» **Data supplied**

[Start of section]

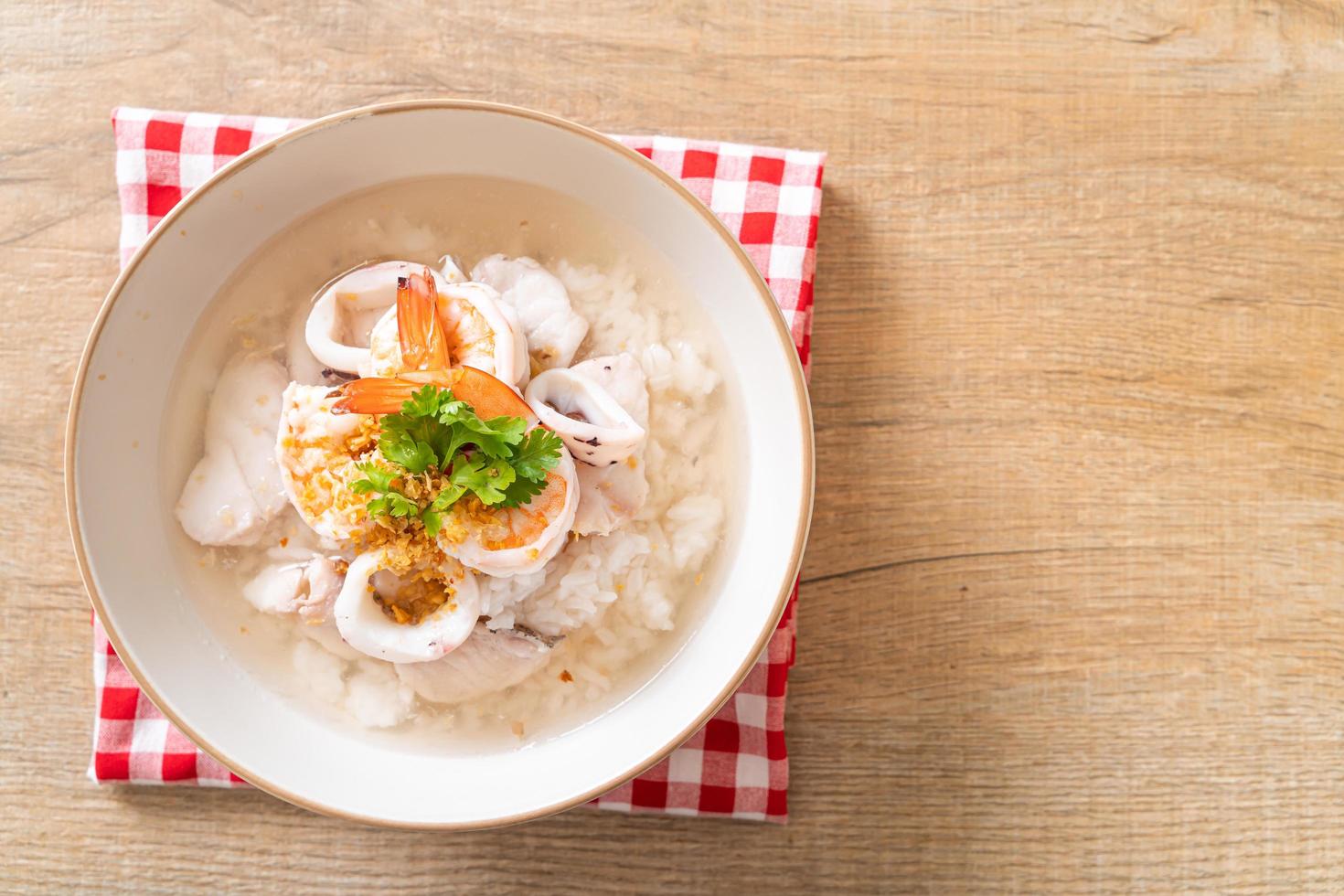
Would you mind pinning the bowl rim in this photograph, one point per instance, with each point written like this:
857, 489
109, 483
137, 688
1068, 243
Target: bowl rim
763, 293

[End of section]

» **Directions**
Leaving the pictures out, print every line of the listing exactly.

» **Answer section**
Would you mind pinning the bowl rim in this photograph, one point per instance, with each point written like this:
857, 489
109, 483
137, 688
1068, 243
Target: bowl rim
763, 293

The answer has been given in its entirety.